* Assignment: Could you tally the lines in the listing below that include the word "branch"? Respond with the total alone.
---------- Source records
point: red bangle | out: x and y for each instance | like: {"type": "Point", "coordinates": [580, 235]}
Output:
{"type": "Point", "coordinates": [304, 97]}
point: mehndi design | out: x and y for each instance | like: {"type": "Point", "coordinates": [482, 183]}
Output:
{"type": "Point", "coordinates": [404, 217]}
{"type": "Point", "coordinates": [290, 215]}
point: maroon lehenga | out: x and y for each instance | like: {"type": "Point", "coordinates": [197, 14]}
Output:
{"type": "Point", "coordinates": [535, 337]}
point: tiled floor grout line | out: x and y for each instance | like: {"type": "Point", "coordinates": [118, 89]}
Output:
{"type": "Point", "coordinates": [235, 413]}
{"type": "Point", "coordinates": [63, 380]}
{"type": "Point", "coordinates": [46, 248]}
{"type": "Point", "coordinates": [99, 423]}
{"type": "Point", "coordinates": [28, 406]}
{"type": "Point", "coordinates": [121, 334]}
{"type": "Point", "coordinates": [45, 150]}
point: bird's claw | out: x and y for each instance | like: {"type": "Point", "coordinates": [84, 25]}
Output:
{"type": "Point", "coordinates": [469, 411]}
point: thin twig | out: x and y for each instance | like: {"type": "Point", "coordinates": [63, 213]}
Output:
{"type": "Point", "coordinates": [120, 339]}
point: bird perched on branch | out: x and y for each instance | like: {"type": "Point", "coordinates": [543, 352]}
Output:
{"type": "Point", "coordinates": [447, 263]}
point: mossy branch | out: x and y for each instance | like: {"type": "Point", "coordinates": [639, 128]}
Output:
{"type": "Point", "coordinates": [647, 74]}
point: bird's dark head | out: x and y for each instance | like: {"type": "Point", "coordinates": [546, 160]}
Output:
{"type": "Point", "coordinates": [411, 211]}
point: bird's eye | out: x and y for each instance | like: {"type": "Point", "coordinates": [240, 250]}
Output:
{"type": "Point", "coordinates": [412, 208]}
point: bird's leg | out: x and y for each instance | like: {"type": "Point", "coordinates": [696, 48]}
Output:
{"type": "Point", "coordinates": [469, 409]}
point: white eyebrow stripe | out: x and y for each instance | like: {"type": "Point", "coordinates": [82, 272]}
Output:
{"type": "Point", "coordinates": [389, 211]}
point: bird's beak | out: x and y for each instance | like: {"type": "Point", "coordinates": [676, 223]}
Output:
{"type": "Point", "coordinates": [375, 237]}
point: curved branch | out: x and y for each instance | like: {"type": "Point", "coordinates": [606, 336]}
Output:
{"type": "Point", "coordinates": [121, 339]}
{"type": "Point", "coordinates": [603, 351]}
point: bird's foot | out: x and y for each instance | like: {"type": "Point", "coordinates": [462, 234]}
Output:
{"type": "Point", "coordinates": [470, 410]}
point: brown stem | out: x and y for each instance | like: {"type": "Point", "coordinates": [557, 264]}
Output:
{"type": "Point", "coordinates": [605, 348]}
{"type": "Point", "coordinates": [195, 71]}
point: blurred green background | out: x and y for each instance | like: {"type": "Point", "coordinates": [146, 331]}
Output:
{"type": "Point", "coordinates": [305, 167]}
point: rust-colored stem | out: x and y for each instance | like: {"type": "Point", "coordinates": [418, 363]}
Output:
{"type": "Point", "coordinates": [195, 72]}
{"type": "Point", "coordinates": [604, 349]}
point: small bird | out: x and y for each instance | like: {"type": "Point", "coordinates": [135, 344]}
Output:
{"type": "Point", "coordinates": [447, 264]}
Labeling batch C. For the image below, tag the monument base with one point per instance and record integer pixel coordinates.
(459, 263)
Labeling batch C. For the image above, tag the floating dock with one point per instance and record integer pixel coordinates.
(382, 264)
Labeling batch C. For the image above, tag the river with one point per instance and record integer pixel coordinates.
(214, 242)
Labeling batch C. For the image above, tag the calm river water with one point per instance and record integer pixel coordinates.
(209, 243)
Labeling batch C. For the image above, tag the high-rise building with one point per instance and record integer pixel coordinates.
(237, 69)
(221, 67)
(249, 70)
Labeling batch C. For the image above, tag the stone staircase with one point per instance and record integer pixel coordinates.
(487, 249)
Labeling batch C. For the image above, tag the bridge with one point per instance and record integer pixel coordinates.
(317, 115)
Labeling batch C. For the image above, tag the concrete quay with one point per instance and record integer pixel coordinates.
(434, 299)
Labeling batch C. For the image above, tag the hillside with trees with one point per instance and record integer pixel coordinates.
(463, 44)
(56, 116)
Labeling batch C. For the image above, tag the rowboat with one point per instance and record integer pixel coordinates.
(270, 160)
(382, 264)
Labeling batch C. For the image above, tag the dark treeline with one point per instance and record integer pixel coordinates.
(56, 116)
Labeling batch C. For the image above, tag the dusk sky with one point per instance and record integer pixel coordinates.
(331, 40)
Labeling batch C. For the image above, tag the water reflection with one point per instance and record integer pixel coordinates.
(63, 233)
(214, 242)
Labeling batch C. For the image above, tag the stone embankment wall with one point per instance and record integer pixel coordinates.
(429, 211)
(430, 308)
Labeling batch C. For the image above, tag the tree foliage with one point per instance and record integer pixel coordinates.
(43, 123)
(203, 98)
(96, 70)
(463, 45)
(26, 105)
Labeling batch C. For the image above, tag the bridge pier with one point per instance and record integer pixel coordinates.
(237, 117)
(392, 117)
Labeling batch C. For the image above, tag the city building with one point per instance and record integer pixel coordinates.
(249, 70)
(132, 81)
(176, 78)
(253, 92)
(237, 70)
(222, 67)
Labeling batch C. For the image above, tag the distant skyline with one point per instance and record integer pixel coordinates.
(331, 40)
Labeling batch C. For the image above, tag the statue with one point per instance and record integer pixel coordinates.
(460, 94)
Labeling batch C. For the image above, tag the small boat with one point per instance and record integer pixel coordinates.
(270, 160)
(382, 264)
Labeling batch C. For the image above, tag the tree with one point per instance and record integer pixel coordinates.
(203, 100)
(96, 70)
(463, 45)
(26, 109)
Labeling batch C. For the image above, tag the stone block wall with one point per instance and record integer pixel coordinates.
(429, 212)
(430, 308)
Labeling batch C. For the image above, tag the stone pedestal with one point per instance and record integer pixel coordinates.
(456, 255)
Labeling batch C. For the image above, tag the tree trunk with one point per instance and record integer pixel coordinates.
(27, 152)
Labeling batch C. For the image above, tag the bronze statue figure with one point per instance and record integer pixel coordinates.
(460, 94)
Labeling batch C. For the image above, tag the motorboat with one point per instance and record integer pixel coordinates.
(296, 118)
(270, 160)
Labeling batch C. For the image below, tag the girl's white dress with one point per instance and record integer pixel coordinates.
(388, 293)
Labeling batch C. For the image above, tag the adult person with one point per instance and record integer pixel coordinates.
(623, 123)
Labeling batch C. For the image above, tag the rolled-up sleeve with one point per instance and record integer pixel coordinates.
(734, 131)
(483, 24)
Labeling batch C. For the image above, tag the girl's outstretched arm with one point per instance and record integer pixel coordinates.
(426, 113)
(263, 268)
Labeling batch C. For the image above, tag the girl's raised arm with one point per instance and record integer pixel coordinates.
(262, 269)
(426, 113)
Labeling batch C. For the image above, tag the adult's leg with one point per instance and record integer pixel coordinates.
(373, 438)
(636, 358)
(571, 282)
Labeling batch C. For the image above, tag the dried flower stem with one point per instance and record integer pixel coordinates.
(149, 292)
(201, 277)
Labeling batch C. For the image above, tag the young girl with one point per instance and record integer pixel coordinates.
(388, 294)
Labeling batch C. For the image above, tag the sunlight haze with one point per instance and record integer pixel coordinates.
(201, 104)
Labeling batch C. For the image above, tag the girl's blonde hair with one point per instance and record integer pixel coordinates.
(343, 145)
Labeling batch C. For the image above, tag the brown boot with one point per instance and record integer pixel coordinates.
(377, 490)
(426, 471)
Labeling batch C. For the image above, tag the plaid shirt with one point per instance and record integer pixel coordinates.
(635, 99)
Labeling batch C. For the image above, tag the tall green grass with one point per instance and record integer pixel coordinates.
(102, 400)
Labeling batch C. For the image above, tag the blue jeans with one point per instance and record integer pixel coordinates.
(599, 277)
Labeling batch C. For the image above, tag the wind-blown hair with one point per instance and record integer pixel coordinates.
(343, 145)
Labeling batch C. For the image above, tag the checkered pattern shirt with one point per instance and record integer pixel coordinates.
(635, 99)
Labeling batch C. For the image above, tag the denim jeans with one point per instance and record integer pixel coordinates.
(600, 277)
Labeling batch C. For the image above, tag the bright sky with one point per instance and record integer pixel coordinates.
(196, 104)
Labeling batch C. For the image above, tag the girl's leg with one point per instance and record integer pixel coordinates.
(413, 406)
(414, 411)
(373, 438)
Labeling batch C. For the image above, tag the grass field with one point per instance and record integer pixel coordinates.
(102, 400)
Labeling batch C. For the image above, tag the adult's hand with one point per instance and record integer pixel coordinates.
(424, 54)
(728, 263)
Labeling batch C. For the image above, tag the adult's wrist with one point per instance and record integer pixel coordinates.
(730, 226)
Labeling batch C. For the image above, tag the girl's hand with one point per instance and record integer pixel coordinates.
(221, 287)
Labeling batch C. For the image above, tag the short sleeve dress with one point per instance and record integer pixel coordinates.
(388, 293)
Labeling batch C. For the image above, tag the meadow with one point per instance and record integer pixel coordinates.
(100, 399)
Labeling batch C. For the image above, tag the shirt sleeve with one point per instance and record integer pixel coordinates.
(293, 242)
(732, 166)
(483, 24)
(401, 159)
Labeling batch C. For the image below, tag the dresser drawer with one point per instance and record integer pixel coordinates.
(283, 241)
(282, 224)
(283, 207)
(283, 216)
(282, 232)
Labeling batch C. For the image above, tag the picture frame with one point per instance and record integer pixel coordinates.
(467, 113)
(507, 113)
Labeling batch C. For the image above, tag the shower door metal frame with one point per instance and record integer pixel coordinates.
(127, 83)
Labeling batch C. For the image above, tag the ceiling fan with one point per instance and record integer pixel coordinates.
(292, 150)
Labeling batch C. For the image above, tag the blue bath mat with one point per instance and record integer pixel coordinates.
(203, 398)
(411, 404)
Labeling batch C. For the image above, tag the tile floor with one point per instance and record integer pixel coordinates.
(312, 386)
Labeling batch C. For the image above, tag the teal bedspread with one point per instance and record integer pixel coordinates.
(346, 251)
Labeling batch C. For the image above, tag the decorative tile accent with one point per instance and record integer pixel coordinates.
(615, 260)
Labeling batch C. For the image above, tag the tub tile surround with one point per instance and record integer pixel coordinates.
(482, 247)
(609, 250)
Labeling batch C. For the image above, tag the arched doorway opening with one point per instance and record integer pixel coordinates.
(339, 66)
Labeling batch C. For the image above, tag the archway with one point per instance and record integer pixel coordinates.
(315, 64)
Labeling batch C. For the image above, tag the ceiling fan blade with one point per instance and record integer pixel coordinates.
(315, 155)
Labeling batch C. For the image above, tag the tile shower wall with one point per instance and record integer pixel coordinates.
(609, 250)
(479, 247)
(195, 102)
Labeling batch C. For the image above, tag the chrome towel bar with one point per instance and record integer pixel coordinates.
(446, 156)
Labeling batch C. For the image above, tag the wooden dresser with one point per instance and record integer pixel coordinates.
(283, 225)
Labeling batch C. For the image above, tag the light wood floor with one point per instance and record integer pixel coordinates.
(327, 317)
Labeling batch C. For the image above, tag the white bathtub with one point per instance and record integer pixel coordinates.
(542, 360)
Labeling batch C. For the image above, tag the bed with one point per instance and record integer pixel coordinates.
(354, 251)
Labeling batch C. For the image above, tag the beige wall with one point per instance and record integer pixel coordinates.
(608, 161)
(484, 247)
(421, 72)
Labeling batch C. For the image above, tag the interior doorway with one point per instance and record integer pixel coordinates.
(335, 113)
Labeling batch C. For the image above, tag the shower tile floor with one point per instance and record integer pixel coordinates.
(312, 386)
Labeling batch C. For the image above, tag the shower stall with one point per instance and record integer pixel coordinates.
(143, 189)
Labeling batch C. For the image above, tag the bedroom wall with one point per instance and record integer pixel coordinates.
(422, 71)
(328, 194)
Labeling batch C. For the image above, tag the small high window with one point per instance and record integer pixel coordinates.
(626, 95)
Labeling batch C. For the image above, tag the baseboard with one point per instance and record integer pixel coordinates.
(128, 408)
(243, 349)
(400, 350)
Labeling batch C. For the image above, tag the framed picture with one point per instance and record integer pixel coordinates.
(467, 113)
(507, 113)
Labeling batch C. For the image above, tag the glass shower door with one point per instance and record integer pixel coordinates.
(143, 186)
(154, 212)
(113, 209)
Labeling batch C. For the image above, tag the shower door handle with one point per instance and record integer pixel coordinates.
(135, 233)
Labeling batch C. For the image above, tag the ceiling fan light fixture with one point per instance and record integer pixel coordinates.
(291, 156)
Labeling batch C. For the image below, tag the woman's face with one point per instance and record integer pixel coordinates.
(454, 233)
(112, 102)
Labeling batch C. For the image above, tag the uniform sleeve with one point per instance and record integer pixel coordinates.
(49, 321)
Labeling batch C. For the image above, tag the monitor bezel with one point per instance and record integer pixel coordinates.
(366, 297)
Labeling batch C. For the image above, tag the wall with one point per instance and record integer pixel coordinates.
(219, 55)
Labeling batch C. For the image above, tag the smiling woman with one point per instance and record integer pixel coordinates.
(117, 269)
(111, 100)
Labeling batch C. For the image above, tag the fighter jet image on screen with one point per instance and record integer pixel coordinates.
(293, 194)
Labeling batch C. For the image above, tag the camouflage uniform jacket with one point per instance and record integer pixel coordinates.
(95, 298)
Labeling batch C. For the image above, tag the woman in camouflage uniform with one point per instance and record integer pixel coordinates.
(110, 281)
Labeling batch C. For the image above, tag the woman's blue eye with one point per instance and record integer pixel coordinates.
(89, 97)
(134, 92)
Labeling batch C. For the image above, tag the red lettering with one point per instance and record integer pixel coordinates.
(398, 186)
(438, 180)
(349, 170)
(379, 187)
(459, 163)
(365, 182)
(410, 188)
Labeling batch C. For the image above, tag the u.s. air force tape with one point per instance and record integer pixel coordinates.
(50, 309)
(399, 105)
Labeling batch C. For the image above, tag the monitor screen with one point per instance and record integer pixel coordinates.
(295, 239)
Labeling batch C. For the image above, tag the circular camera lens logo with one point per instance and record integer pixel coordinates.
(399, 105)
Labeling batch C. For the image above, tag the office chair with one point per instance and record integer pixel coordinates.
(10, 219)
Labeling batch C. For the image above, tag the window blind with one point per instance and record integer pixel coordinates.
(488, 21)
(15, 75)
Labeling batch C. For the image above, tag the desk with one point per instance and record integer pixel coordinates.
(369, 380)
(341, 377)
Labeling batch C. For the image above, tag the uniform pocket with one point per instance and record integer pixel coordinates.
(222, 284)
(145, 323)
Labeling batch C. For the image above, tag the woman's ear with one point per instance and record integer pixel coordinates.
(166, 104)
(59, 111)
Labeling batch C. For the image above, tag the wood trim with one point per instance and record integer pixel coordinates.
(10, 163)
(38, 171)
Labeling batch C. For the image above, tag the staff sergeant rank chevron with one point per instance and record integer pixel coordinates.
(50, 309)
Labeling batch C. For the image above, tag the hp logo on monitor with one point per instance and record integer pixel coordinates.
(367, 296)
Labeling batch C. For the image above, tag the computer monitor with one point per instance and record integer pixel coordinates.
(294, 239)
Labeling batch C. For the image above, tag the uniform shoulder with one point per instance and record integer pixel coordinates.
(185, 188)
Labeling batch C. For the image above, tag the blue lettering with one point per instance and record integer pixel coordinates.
--------------------
* Written response: 3